§ **Exercise**: Please restate the following records word for word.

(Excerpts of location labeling data)
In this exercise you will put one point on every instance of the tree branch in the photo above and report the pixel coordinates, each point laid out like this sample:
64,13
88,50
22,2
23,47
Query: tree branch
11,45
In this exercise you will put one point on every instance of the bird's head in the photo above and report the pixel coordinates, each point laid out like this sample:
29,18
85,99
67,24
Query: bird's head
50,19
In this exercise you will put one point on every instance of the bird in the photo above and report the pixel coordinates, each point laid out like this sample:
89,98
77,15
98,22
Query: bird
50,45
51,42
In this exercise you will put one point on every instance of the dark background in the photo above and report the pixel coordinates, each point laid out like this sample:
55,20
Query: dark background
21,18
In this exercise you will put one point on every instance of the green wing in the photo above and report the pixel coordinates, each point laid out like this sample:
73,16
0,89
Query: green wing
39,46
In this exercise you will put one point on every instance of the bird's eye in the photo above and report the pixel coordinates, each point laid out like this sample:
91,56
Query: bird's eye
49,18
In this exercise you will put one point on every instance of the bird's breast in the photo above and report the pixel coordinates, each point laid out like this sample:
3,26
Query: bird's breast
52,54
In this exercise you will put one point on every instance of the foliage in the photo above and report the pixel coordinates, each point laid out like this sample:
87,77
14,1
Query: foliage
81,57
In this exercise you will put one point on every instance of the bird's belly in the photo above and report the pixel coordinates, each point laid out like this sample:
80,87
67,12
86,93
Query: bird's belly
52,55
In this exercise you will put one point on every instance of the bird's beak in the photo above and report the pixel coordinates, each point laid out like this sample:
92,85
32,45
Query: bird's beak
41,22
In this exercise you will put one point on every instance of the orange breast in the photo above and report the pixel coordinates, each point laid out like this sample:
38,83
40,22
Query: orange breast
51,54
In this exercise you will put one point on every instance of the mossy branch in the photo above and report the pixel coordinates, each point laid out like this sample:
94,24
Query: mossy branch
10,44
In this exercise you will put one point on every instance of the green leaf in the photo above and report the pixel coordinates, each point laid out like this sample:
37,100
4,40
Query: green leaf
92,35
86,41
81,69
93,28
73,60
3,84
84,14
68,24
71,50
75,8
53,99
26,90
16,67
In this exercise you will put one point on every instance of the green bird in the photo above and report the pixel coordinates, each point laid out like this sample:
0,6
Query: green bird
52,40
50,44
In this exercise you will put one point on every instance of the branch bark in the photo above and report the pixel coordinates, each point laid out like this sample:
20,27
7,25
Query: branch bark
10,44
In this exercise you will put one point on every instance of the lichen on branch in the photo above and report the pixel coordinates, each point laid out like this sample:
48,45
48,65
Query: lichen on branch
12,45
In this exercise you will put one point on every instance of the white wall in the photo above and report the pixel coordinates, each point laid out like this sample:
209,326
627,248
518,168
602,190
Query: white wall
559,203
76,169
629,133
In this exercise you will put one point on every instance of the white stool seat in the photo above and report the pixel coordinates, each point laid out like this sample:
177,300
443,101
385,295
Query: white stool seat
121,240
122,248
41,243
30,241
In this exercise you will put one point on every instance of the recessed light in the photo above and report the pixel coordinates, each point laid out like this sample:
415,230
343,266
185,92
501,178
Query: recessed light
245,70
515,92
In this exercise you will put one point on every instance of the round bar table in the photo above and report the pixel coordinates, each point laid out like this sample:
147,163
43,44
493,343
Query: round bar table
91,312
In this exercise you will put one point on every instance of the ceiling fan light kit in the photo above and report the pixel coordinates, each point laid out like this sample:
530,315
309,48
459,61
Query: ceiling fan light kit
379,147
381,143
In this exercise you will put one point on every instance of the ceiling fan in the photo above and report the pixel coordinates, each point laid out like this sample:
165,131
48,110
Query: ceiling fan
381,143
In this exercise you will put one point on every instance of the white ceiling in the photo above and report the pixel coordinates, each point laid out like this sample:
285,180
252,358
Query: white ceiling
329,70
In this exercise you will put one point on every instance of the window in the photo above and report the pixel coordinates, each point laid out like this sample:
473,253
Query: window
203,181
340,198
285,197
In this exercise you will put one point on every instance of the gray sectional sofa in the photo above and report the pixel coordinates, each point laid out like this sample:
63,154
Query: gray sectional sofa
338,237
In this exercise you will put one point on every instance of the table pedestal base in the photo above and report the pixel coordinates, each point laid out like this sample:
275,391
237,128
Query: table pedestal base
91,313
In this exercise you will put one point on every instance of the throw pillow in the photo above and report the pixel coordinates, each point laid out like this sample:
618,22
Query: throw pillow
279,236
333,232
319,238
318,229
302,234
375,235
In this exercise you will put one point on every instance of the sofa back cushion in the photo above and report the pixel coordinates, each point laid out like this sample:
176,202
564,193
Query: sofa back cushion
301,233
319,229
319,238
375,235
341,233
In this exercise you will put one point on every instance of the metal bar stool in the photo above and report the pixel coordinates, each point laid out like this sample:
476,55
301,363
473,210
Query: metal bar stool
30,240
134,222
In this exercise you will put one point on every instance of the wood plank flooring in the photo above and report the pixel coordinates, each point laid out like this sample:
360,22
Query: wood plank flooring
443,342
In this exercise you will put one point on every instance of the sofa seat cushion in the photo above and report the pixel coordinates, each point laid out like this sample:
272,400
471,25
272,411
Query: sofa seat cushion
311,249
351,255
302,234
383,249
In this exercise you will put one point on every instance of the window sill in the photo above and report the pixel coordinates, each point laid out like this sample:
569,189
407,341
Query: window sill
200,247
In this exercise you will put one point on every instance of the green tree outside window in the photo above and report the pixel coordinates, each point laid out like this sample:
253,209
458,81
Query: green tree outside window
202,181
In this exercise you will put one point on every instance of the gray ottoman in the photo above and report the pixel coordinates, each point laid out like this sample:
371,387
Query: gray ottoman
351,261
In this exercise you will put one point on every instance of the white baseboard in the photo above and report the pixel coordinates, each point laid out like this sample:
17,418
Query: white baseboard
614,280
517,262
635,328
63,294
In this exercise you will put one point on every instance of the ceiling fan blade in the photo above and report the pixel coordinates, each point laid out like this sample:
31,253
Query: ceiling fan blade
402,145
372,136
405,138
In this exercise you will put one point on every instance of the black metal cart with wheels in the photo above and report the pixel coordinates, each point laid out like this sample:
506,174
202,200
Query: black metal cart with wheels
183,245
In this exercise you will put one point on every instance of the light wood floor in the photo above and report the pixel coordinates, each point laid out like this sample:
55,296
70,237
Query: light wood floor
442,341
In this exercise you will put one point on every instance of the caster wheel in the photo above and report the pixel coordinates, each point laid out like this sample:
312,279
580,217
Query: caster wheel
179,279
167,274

§ **Finished task**:
In this exercise you will put one point on every instance of the tree branch in the photo above and report the pixel coordinates, each point laid out like this sample:
64,13
88,50
22,2
23,47
Query: tree branch
11,45
In this exercise you will put one point on every instance of the bird's head in the photo above and report the pixel coordinates, each point laid out like this sample:
29,18
85,99
67,24
Query: bird's head
50,19
In this exercise you will put one point on every instance of the bird in the photo above and report the pixel coordinates, each point laid out like this sample:
89,98
77,15
98,22
Query: bird
50,45
51,42
In this exercise you will put one point on every instance of the dark background in the photo above and report the pixel coordinates, each point laid out like this sample:
55,20
Query: dark background
21,18
In this exercise you will put one point on every instance of the green wing in the photo above and report the pixel coordinates, each point laid out like this sample:
73,16
0,89
Query: green wing
39,46
In this exercise you will put one point on every instance of the bird's eye in the photo above and report the pixel coordinates, each point laid out like this sample:
91,56
Query: bird's eye
49,18
In this exercise you will put one point on every instance of the bird's breast in the photo above and report the pixel coordinates, each point laid out like this sample:
3,26
Query: bird's breast
52,54
In this exercise you will put one point on every instance of the foliage in the photo above and report the pixel coordinates, each point laid out like this sample:
87,77
14,1
Query: foliage
81,57
In this exercise you will put one point on every instance of the bird's belly in the photo above and report the pixel coordinates, each point laid out like this sample:
80,87
67,12
86,93
Query: bird's belly
52,55
In this exercise you will put one point on every instance of the bird's beak in the photo above and report the pixel coordinates, each point laid out like this sample:
92,85
32,45
Query: bird's beak
41,22
In this exercise you will put one point on every instance of the orange breast in the photo above and report the pixel coordinates, each point laid out like this sample:
38,83
40,22
Query: orange breast
51,54
In this exercise you will put one point on every instance of the mossy branch in the photo above and report the pixel coordinates, each point laid out like this sample:
94,24
Query: mossy branch
10,44
In this exercise you will put one point on every instance of the green leaf in the photo above and report the pixel coordinates, each point laid out like this sample:
37,100
4,40
Query: green leaf
92,35
86,41
81,69
93,28
73,60
3,84
84,14
68,24
71,50
75,8
53,99
26,90
16,67
In this exercise you will put one point on every instance of the green bird in the photo above and report the pixel coordinates, each point laid out like this sample:
0,6
Query: green bird
52,40
50,44
In this exercise you will put one point on every instance of the branch bark in the photo above and report the pixel coordinates, each point laid out like this sample:
20,27
7,25
Query: branch bark
10,44
In this exercise you will put one point on every instance of the lichen on branch in the photo above and report the pixel coordinates, each point laid out like this sample:
48,45
48,65
Query: lichen on branch
12,45
In this exercise you will put one point on every instance of the white wall in the photo above and report the pixel coordinates, each point laid out like this sample:
209,326
627,248
518,168
602,190
Query: white wall
559,203
76,169
629,133
In this exercise you will put one point on every instance of the white stool seat in the photo above and report the pixel coordinates, each point laid out like this sample:
177,300
443,101
385,295
Query: white stool seat
121,240
122,248
41,243
30,241
In this exercise you will put one point on every instance of the recessed light in the photo above and report the pixel coordinates, each point laid out like this sample:
415,230
343,266
185,92
501,178
Query: recessed light
245,70
515,92
In this exercise you will put one point on every instance of the round bar table in the photo above and report the pixel coordinates, each point laid out like this sample:
147,163
43,44
493,343
Query: round bar table
91,312
In this exercise you will put one point on every instance of the ceiling fan light kit in the photo above and report the pixel coordinates, each point laid out like this sample:
530,315
309,48
459,61
Query: ceiling fan light kit
379,147
381,143
In this exercise you will put one point on every instance of the ceiling fan in the photo above and report the pixel coordinates, each point laid out like this sample:
165,131
48,110
Query: ceiling fan
381,143
In this exercise you will put one point on every instance of the white ceiling in the photo above and report the pixel coordinates, each point laid out like this sample:
285,180
252,358
Query: white ceiling
329,70
In this exercise you will put one point on every instance of the window in the photo above and report the pixel coordinates, each point laid out like this sample:
473,253
Query: window
203,181
340,198
285,197
In this exercise you will put one point on every instance of the gray sectional sofa in the photo above and report the pixel coordinates, each point laid out like this sample:
63,154
Query: gray sectional sofa
338,237
In this exercise you will put one point on every instance of the table pedestal base in the photo above and report the pixel coordinates, each point laid out like this sample:
275,391
237,128
Query: table pedestal base
91,313
In this exercise you will put one point on every instance of the throw pillow in the photo above and report the pixel coordinates, each point laid out like this sample:
618,22
Query: throw pillow
279,236
333,232
319,238
318,229
302,234
375,235
In this exercise you will put one point on every instance of the sofa back cushion in the photo above and report the pixel coordinates, each point laid out like this sample:
176,202
564,193
Query: sofa back cushion
301,233
319,229
319,238
375,235
341,233
In this exercise you will put one point on every instance of the metal bar stool in the photo above and report the pixel coordinates, each point laid out like this sample:
476,55
301,363
473,210
Query: metal bar stool
30,240
134,222
In this exercise you will put one point on every instance of the wood plank flooring in the photo above and report the pixel coordinates, each point laid out like this sample:
360,22
Query: wood plank flooring
443,342
In this exercise you will put one point on every instance of the sofa seat cushion in the photo above and report the pixel coordinates, each point laid out like this sample:
272,400
471,25
272,411
Query: sofa seat cushion
311,249
351,255
302,234
383,249
In this exercise you will put one point on every instance of the window sill in the photo above and report the pixel coordinates, each point laid out like this sample:
569,189
407,341
Query: window sill
200,247
In this exercise you will put one point on every instance of the green tree outside window in the photo above and report the pixel coordinates, each point laid out like this sample:
253,209
458,81
Query: green tree outside window
202,181
In this exercise you will put one point on every instance of the gray ottoman in the photo above and report the pixel coordinates, each point laid out like this sample:
371,387
Query: gray ottoman
351,261
In this exercise you will put one point on every instance of the white baseboard in the photo above and report the pixel coordinates, each point laid out like this sample:
17,418
Query: white baseboard
614,280
517,262
635,328
63,294
In this exercise you will put one point on every instance of the ceiling fan blade in the photo above and report the pixel coordinates, each point laid out like this sample:
31,253
Query: ceiling fan blade
402,145
372,136
405,138
In this exercise you will put one point on every instance of the black metal cart with wheels in the photo above and report the pixel coordinates, each point laid out like this sample:
506,174
202,200
Query: black metal cart with wheels
183,245
In this exercise you will put one point on every instance of the light wood floor in the photo above and report the pixel coordinates, each point laid out like this sample:
55,296
70,237
Query: light wood floor
442,341
In this exercise you will put one point on every instance of the caster wheel in the photo above and report the pixel coordinates, each point laid out like this sample:
312,279
580,217
Query: caster wheel
179,279
167,274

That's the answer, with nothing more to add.